Assigned task | When you reach the line with "Target: lampshade" in the listing below, transcribe it and each line after it up to and including the line with "Spot the light", exactly and with nothing else.

*** Data for this exercise ***

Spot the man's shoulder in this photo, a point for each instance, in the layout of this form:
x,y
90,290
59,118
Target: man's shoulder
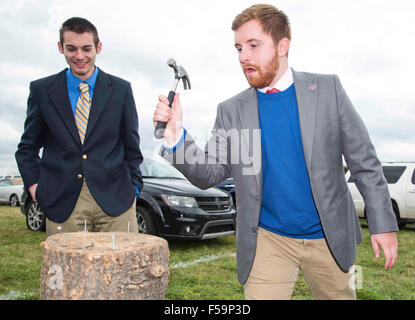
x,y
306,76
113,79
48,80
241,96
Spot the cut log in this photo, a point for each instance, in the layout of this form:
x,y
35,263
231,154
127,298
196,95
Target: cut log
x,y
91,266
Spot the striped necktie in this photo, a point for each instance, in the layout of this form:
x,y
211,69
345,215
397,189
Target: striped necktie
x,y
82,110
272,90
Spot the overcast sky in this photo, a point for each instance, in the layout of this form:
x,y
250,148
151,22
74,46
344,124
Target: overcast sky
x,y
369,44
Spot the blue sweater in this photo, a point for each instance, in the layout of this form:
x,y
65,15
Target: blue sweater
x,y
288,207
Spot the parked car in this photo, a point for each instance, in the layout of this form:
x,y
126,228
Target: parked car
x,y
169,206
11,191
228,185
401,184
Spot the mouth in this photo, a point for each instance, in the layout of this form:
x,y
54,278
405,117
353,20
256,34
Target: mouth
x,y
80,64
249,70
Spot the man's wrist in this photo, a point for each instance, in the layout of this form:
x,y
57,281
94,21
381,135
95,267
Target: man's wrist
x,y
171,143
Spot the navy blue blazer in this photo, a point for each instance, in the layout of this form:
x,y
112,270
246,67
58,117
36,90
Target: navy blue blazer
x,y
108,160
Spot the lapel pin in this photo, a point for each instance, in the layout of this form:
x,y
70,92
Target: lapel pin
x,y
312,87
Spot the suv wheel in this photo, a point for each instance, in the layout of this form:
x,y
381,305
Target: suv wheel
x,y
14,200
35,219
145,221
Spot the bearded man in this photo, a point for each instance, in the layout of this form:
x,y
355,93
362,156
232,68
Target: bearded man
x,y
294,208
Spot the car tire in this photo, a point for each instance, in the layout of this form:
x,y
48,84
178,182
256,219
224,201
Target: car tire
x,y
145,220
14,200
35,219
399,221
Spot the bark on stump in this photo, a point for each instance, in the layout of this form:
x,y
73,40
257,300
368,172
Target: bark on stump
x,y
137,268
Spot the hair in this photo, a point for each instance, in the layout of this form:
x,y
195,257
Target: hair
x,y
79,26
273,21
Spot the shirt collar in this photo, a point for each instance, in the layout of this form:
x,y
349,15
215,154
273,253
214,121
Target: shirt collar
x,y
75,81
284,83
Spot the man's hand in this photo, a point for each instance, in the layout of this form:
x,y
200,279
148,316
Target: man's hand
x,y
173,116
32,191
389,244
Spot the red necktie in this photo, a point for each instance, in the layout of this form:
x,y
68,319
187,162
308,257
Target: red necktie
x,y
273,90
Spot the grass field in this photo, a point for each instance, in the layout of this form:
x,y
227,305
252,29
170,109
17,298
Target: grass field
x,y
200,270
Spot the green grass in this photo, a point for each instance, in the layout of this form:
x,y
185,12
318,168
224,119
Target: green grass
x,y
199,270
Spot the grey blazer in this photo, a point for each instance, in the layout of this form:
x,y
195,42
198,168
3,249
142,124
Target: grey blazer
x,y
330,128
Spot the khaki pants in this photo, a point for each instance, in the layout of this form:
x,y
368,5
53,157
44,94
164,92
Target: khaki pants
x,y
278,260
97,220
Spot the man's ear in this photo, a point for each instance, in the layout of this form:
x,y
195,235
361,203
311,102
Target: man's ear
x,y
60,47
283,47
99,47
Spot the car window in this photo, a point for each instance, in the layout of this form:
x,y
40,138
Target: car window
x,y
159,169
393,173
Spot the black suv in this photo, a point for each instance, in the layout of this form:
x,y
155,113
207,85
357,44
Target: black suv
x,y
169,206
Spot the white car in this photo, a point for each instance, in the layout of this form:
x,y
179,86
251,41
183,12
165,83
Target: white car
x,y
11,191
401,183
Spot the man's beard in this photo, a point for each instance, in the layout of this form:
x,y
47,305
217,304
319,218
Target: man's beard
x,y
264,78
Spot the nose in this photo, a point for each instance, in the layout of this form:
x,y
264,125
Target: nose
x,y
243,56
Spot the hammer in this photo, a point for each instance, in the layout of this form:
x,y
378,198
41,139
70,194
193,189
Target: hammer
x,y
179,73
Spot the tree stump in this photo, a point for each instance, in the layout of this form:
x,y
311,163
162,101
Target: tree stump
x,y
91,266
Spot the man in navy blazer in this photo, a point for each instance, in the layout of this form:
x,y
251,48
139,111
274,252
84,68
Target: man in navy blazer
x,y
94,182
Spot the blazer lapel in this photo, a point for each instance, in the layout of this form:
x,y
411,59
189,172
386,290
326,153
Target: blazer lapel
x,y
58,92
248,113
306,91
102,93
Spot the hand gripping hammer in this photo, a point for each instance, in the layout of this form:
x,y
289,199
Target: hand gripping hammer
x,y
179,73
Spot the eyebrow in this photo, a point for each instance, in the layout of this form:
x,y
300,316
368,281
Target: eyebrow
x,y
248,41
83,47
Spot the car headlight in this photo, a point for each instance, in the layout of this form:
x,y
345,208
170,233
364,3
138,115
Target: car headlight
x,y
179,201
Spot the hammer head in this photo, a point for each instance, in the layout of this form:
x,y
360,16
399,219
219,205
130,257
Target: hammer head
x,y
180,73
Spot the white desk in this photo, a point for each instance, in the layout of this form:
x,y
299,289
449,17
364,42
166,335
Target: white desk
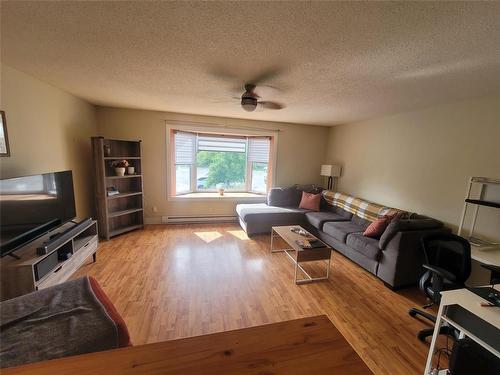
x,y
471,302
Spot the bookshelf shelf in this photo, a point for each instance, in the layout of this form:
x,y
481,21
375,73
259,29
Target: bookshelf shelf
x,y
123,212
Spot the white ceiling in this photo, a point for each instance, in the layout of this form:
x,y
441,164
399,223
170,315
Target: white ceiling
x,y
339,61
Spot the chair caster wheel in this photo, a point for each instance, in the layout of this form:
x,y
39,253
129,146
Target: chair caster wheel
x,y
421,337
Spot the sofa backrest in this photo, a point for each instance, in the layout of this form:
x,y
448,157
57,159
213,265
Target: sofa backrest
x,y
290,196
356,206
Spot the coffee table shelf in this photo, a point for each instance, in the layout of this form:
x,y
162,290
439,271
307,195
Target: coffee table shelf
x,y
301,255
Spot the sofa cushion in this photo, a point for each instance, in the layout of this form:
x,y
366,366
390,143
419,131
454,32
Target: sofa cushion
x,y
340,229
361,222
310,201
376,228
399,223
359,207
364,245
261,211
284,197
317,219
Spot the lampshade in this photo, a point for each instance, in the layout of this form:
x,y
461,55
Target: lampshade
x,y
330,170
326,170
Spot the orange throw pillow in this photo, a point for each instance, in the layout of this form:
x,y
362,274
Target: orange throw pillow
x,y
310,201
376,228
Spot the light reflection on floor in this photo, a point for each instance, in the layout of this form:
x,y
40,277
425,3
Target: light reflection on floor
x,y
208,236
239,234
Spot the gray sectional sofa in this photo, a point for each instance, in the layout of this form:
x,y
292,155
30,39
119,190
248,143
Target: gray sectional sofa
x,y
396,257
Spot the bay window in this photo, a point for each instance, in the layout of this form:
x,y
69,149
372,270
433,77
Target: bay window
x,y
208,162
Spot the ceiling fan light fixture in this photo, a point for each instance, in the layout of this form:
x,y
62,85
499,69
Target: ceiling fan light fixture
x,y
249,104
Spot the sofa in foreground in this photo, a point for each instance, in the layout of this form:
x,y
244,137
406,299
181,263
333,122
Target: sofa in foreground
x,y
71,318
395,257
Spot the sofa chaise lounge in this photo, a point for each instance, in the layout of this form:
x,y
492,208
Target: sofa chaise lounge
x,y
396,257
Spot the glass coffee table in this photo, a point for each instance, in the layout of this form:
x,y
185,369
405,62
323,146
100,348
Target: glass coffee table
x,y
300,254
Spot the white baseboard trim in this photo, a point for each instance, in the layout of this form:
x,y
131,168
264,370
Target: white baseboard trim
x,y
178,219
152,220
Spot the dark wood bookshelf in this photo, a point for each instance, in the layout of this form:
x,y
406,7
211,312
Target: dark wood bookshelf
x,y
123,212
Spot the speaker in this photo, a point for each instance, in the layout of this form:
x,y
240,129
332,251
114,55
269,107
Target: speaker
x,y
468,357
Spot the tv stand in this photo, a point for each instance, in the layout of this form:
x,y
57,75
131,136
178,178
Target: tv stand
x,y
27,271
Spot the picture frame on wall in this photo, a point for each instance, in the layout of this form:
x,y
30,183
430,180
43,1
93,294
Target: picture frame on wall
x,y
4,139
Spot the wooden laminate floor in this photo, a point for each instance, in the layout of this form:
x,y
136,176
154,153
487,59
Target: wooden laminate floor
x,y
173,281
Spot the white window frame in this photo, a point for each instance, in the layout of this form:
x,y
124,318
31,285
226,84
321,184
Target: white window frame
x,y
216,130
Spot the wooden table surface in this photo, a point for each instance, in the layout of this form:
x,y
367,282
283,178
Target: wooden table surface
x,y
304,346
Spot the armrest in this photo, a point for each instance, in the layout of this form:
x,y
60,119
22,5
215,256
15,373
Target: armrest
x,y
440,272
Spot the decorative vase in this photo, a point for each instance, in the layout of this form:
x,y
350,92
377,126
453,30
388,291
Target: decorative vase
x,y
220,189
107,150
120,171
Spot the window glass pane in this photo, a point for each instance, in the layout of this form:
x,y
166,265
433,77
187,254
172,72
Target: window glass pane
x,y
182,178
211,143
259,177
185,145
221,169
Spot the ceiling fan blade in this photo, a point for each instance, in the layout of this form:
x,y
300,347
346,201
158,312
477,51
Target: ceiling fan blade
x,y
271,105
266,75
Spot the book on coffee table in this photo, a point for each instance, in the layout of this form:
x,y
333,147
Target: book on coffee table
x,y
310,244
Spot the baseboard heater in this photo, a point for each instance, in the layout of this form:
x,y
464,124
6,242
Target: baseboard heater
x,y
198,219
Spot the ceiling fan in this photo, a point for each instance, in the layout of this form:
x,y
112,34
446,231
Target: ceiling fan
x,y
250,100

*** End of Data for this exercise ***

Solution for this task |
Target: lampshade
x,y
330,170
326,170
Spot the orange throw pillow in this photo, a point for each instance, in the layout of this form:
x,y
362,274
Target: orange throw pillow
x,y
310,201
376,228
Spot the light reflection on floor in this photo, a point for each instance, in the layout of this form:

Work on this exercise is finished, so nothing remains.